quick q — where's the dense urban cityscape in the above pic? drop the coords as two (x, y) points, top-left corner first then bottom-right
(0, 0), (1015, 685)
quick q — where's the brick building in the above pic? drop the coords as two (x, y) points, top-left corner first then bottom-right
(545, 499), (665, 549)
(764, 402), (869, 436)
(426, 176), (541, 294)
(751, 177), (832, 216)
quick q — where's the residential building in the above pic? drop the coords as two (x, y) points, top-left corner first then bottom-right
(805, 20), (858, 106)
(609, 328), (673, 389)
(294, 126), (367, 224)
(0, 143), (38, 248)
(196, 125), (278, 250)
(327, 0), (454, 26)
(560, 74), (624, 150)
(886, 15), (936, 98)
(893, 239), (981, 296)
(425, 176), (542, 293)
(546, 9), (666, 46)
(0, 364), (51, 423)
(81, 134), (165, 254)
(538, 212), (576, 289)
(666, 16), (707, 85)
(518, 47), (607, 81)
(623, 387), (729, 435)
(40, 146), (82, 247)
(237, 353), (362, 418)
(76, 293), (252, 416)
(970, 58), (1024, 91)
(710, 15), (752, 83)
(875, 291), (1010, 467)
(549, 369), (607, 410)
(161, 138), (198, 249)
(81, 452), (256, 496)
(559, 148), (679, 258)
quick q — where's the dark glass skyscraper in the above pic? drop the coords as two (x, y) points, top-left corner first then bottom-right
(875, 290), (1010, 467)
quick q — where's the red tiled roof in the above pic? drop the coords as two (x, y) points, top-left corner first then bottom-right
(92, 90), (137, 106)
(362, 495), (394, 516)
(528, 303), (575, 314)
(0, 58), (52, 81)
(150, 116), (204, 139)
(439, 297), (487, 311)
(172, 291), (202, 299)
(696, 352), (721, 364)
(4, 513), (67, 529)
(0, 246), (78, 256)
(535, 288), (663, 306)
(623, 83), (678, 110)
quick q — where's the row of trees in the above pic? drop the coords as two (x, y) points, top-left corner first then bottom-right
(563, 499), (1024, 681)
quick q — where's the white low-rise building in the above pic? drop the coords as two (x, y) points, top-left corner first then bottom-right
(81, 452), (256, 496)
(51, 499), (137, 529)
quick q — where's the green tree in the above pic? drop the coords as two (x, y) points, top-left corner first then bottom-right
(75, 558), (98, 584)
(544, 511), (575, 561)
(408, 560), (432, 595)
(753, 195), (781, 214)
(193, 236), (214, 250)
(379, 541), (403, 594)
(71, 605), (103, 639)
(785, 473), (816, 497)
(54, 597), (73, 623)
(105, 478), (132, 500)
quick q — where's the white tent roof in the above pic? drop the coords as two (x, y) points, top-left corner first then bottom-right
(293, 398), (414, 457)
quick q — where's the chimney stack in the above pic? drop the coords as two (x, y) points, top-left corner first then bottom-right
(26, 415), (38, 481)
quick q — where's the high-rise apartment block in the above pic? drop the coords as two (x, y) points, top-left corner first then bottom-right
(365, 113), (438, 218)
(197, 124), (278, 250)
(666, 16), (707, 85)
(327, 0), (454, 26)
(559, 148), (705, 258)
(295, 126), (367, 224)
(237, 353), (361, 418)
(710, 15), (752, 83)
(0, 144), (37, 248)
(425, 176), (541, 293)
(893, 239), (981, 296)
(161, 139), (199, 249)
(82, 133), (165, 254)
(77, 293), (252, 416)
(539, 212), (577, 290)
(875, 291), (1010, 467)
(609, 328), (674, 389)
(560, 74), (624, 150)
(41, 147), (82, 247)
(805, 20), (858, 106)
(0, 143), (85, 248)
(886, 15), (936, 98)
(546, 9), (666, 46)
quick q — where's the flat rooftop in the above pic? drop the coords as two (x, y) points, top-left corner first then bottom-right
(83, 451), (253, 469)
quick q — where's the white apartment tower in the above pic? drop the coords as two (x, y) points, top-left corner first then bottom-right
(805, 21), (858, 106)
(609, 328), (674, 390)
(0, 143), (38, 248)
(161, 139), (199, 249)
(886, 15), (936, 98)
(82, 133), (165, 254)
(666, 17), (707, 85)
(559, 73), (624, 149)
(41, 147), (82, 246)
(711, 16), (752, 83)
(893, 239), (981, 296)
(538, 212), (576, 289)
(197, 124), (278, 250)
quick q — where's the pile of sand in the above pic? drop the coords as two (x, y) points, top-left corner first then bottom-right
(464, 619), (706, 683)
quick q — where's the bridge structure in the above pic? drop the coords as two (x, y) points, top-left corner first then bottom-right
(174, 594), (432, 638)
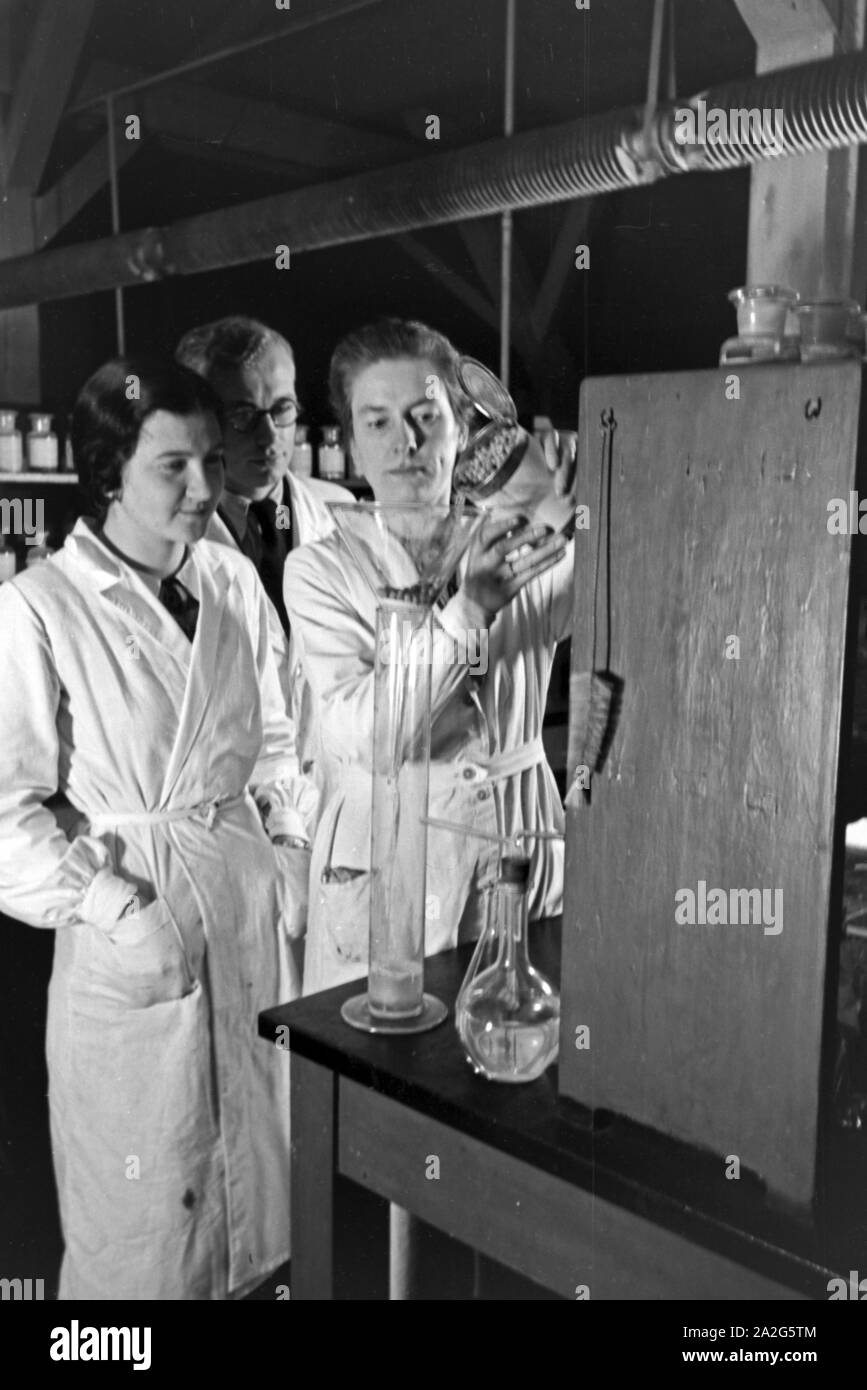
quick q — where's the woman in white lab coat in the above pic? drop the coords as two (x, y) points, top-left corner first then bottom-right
(284, 318), (574, 996)
(0, 359), (317, 1300)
——
- _Task brief_
A faithful copy of all the lines above is needed, with the pictures omitted.

- _Response to this task_
quick q — where's the dense urban cityscape in the above pic? drop the coords as two (x, y) points, top-left corner first then bottom-right
(0, 0), (1015, 685)
quick q — where's the brick building in the above pic? drop the coords as two (x, y) points, top-left corner first then bottom-right
(545, 499), (665, 549)
(764, 402), (869, 436)
(426, 176), (541, 294)
(751, 177), (832, 216)
quick q — where's the residential building in the above pic? drop the coords as two (x, y) points, top-left corner first then bottom-right
(805, 20), (858, 106)
(609, 328), (673, 389)
(294, 126), (367, 224)
(0, 143), (38, 248)
(196, 125), (278, 250)
(327, 0), (454, 26)
(560, 74), (624, 150)
(886, 15), (936, 98)
(893, 239), (981, 296)
(425, 176), (542, 293)
(546, 9), (666, 46)
(0, 364), (51, 423)
(81, 134), (165, 254)
(538, 212), (576, 289)
(666, 16), (707, 85)
(518, 47), (607, 81)
(623, 387), (729, 435)
(40, 146), (82, 247)
(237, 353), (362, 418)
(76, 293), (252, 416)
(970, 58), (1024, 91)
(710, 15), (752, 83)
(875, 291), (1010, 467)
(549, 369), (607, 410)
(161, 138), (198, 249)
(81, 452), (256, 496)
(559, 148), (679, 258)
quick q — where's the dark glass skyscraper in the above pic? drop the coords as two (x, y) points, top-left corner first then bottom-right
(875, 290), (1010, 467)
quick q — where's the red tiled roof in the above pic? drop the coords as two (x, y) points, top-left corner first then bottom-right
(92, 90), (137, 106)
(362, 495), (394, 516)
(528, 303), (575, 314)
(0, 58), (52, 81)
(150, 116), (204, 139)
(439, 297), (487, 311)
(172, 291), (202, 299)
(696, 352), (721, 364)
(4, 513), (67, 529)
(0, 246), (78, 256)
(535, 288), (663, 306)
(623, 83), (678, 110)
quick q — where's the row of trees in the above pic? drop the coords as two (x, y) points, top-left corner first then bottom-right
(563, 499), (1024, 681)
quick q — where's the white low-rise building in the above pic? drop the coords as two (x, y) points, top-left corner first then bottom-right
(81, 452), (256, 496)
(51, 499), (137, 529)
quick q — where's the green tree in the above pic? drop the coords as two (x, y) points, top-left corner first then bottom-right
(75, 558), (98, 584)
(544, 511), (575, 561)
(408, 560), (432, 595)
(753, 195), (781, 214)
(193, 236), (214, 250)
(379, 541), (403, 594)
(71, 605), (103, 639)
(785, 473), (816, 497)
(54, 597), (73, 623)
(105, 478), (132, 500)
quick q — where's the white tent roof in the above pic? drop the coords as two (x, y) points, top-left corner first then bottom-right
(293, 398), (414, 457)
quick q — where's the chimney stack in the above pic? drop the coords as two (x, y) points, top-left corner first then bottom-right
(26, 415), (38, 481)
quick q — where's the high-rise apartment block in the above pic? drop the coords as two (x, y) points, top-left corner first then bottom-right
(365, 113), (438, 218)
(197, 124), (278, 250)
(666, 16), (707, 85)
(327, 0), (454, 26)
(559, 148), (705, 258)
(295, 126), (367, 224)
(237, 353), (361, 418)
(710, 15), (752, 83)
(0, 144), (37, 248)
(425, 176), (541, 293)
(893, 239), (981, 296)
(161, 139), (199, 249)
(82, 133), (165, 254)
(77, 293), (252, 416)
(539, 212), (577, 290)
(875, 291), (1010, 467)
(609, 328), (674, 389)
(560, 74), (624, 150)
(41, 147), (82, 247)
(805, 20), (858, 106)
(0, 143), (85, 248)
(886, 15), (936, 98)
(546, 9), (666, 46)
quick q — where's the flat rooftop in the above pic? drop the coords as two (x, y) points, top-left corner first then bottom-right
(83, 451), (253, 469)
quick q — where's the white apartment tower in the above pic? drop the coords as two (x, y) points, top-left corner first then bottom-right
(805, 21), (858, 106)
(609, 328), (674, 390)
(0, 143), (38, 248)
(161, 139), (199, 249)
(886, 15), (936, 98)
(82, 133), (165, 254)
(666, 17), (707, 85)
(559, 73), (624, 149)
(41, 147), (82, 246)
(711, 16), (752, 83)
(893, 239), (981, 296)
(538, 212), (576, 289)
(197, 124), (278, 250)
quick q — where's the pile of sand in the above pic? drop the coords as two (x, y) points, top-left corner first then bottom-right
(464, 619), (706, 683)
quick q — where's the bridge structure in the above pic? drop the coords as two (x, y) points, top-left corner first then bottom-right
(174, 594), (432, 638)
quick q — where's the woman in white lab coat in the above pic? drop the coords as two (x, y) points, top-left corner first then bottom-right
(284, 318), (574, 996)
(0, 359), (317, 1300)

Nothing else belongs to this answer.